── PROVIDED RECORDS ──

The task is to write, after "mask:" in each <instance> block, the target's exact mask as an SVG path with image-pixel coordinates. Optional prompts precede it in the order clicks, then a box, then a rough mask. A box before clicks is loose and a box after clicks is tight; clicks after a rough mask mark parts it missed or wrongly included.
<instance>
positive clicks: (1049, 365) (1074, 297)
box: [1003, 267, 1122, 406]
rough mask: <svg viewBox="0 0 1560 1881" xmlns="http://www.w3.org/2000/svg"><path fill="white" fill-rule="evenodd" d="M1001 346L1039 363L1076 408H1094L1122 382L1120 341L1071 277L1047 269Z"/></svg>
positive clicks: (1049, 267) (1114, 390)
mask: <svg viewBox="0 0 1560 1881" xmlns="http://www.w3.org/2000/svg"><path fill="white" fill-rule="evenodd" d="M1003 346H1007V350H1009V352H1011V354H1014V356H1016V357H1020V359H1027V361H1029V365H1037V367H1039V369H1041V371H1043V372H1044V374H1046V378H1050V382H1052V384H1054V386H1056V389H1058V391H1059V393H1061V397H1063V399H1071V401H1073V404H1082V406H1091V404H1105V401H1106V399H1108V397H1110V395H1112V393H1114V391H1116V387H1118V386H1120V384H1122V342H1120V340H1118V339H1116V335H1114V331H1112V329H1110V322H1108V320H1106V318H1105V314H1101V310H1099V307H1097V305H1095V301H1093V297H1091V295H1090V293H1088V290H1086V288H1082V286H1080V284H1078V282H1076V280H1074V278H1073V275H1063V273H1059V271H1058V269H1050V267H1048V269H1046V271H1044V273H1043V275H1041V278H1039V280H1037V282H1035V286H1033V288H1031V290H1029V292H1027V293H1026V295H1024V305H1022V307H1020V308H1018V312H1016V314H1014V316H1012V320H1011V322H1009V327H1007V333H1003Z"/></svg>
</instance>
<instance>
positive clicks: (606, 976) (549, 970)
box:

───

[TASK BRIEF] Reproduce the full listing above, character for character.

[REPLY]
The task is to write, after "mask:" in each <instance> block, the target's exact mask as an SVG path with image-pixel coordinates. Optional prompts precede it in the order clicks, then a box, then a rough mask. A box before clicks is loose and a box after clicks is tight; clicks after a rough mask mark parts it missed or wrongly included.
<instance>
positive clicks: (1049, 365) (1074, 297)
box: [1003, 267, 1122, 406]
rough mask: <svg viewBox="0 0 1560 1881" xmlns="http://www.w3.org/2000/svg"><path fill="white" fill-rule="evenodd" d="M1001 346L1039 363L1076 408H1094L1122 382L1120 341L1071 277L1047 269Z"/></svg>
positive clicks: (1049, 267) (1114, 390)
mask: <svg viewBox="0 0 1560 1881" xmlns="http://www.w3.org/2000/svg"><path fill="white" fill-rule="evenodd" d="M1003 346H1007V350H1009V352H1011V354H1014V356H1016V357H1020V359H1027V361H1029V365H1037V367H1039V369H1041V371H1043V372H1044V374H1046V378H1050V382H1052V384H1054V386H1056V389H1058V391H1059V393H1061V397H1063V399H1071V401H1073V404H1082V406H1091V404H1105V401H1106V399H1108V397H1110V395H1112V393H1114V391H1116V387H1118V386H1120V384H1122V342H1120V340H1118V339H1116V335H1114V331H1112V329H1110V322H1108V320H1106V318H1105V314H1101V310H1099V307H1097V305H1095V301H1093V297H1091V295H1090V293H1088V290H1086V288H1082V286H1080V284H1078V282H1076V280H1074V278H1073V275H1063V273H1059V271H1058V269H1050V267H1048V269H1046V271H1044V273H1043V275H1041V278H1039V280H1037V282H1035V286H1033V288H1031V290H1029V292H1027V293H1026V295H1024V305H1022V307H1020V308H1018V312H1016V314H1014V316H1012V320H1011V322H1009V327H1007V333H1003Z"/></svg>
</instance>
<instance>
positive clicks: (606, 976) (549, 970)
box:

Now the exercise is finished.